- Excerpt -
◇ ◇ ◇ ◇ ◇ ◇ ◇

PDQ Food Stores
- Industry: Retail
- Founded: 1948; 78 years ago in Middleton, Wisconsin
- Founder: Sam Jacobsen
- Defunct: October 9, 2017; 8 years ago
- Fate: Acquired by Kwik Trip in 2017

= PDQ Food Stores =

Defunct American convenience store chain

PDQ Food Stores was a chain of convenience stores located in the Wisconsin areas of Milwaukee and Madison, and one California store in Tahoma.

The chain began as Tri Dairy Store in 1948 in Middleton, Wisconsin, opened by Sam Jacobsen. Originally the store carried only dairy products, but Jacobsen added other grocery products as time went on, and business improved. The second store didn't come along until 1962; the name PDQ, an acronym for "pretty darn quick" or "pretty damn quick", was a popular catch phrase in the post-World War II era, and the name was suggested by Jacobsen's wife Mary. The original store soon adopted the name as well.

◇ ◇ ◇ ◇ ◇ ◇ ◇

- Actions to take -
1/ Translate this sentence from the passage on PDQ Food Stores into Spanish: "The original store soon adopted the name as well."
2/ Copy every line of the rows below that contains the string "surface". Case counts.

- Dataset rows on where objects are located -

◇ ◇ ◇ ◇ ◇ ◇ ◇

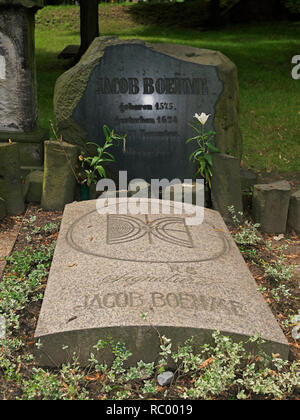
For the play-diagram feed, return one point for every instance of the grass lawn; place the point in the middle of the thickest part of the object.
(270, 98)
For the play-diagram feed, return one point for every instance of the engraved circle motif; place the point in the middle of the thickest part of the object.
(147, 239)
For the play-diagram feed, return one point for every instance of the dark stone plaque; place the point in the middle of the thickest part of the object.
(151, 97)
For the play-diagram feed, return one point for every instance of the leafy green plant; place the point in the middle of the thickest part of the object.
(202, 156)
(247, 232)
(93, 168)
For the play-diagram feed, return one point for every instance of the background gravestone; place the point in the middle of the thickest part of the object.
(150, 92)
(18, 90)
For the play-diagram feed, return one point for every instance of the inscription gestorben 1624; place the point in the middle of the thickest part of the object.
(151, 97)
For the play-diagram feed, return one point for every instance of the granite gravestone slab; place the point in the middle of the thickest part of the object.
(110, 269)
(150, 92)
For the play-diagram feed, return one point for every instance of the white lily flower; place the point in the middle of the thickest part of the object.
(202, 118)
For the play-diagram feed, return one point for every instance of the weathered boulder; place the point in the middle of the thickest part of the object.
(59, 179)
(270, 206)
(226, 185)
(151, 92)
(10, 178)
(294, 212)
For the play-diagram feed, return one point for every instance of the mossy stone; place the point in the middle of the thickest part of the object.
(10, 178)
(59, 180)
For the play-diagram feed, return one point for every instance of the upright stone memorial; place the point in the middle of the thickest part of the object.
(131, 276)
(151, 92)
(18, 89)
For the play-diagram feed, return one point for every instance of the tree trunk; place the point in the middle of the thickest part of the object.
(215, 13)
(89, 24)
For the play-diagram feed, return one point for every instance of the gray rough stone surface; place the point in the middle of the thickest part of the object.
(10, 178)
(294, 212)
(31, 145)
(226, 184)
(59, 179)
(187, 280)
(18, 92)
(248, 179)
(270, 206)
(2, 208)
(81, 108)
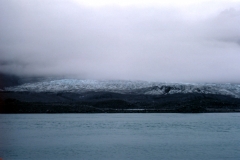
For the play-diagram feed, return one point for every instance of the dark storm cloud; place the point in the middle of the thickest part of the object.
(51, 38)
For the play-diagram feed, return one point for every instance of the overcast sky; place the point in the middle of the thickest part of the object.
(169, 41)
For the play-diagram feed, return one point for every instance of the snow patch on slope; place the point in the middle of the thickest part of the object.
(137, 87)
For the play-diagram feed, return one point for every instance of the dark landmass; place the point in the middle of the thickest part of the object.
(107, 102)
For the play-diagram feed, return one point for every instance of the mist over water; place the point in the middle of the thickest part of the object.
(120, 136)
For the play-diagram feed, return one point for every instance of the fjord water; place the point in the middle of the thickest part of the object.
(213, 136)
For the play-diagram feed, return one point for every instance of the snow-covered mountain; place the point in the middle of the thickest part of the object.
(137, 87)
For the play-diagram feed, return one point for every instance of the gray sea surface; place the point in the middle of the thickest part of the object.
(211, 136)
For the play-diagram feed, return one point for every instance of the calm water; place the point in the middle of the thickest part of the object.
(120, 136)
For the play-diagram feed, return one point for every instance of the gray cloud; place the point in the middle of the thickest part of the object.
(55, 38)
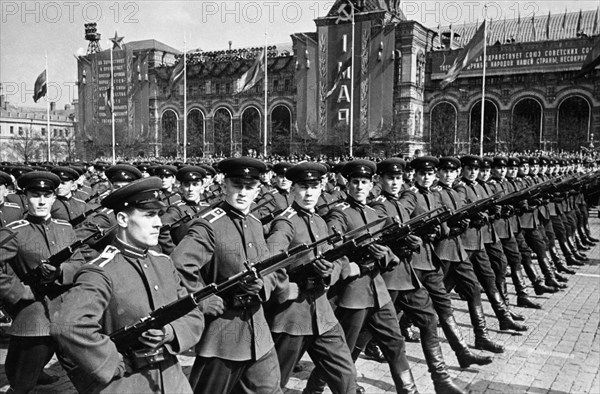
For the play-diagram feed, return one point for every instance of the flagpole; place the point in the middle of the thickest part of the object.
(266, 109)
(184, 101)
(113, 106)
(483, 87)
(351, 142)
(47, 109)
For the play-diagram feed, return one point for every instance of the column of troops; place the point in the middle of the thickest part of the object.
(249, 265)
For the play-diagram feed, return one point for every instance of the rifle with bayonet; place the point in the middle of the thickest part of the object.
(126, 338)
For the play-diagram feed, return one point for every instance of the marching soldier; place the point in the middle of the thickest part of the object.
(124, 284)
(236, 352)
(305, 321)
(67, 207)
(31, 291)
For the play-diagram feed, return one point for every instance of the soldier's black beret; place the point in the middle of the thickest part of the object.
(449, 163)
(190, 173)
(393, 165)
(39, 180)
(282, 167)
(471, 161)
(359, 168)
(305, 172)
(123, 173)
(5, 179)
(242, 167)
(425, 163)
(165, 170)
(141, 193)
(66, 173)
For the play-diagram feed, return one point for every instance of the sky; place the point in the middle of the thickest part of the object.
(32, 30)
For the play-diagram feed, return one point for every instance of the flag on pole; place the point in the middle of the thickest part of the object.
(107, 100)
(592, 59)
(176, 75)
(345, 65)
(253, 75)
(40, 87)
(469, 53)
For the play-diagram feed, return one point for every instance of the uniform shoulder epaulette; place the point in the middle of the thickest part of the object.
(60, 221)
(107, 255)
(342, 206)
(17, 224)
(288, 213)
(214, 215)
(157, 254)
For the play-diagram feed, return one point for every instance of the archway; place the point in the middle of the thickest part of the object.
(281, 130)
(223, 127)
(251, 131)
(573, 123)
(490, 127)
(525, 132)
(170, 132)
(195, 133)
(442, 129)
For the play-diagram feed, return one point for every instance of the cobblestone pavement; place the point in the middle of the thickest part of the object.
(560, 353)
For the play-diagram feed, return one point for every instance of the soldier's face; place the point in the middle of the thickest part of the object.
(191, 191)
(359, 188)
(239, 193)
(447, 175)
(140, 227)
(39, 202)
(65, 188)
(306, 194)
(425, 178)
(392, 183)
(282, 182)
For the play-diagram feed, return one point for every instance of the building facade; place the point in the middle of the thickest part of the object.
(386, 98)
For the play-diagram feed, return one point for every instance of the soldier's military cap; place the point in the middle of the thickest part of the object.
(306, 172)
(471, 161)
(242, 167)
(500, 161)
(5, 179)
(449, 162)
(424, 163)
(101, 165)
(282, 167)
(513, 161)
(190, 173)
(487, 162)
(359, 168)
(20, 170)
(39, 180)
(141, 193)
(123, 173)
(393, 165)
(210, 170)
(165, 170)
(65, 173)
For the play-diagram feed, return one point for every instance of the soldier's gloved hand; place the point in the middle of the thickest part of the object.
(252, 287)
(49, 272)
(379, 252)
(155, 338)
(212, 306)
(323, 267)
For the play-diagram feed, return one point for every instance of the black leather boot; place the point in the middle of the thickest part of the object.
(464, 355)
(442, 382)
(482, 339)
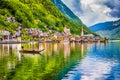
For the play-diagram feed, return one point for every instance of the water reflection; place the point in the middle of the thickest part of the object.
(102, 63)
(60, 61)
(54, 63)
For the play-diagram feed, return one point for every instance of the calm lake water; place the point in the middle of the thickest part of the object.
(61, 61)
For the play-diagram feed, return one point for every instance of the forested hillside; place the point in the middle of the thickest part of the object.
(34, 14)
(108, 29)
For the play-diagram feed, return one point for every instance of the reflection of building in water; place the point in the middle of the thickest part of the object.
(82, 50)
(66, 50)
(55, 47)
(18, 47)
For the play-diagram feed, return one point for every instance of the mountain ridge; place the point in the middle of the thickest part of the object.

◇ ◇ ◇ ◇ ◇ ◇ ◇

- Answers to the exercise -
1/ La tienda original también adoptó pronto el nombre.

2/
For the play-diagram feed, return one point for every instance of the gray rough stone surface; place the point in the middle of the thickest part of the object.
For the play-diagram feed, return one point for every instance of the gray sea surface; place the point in the middle of the thickest part of the object.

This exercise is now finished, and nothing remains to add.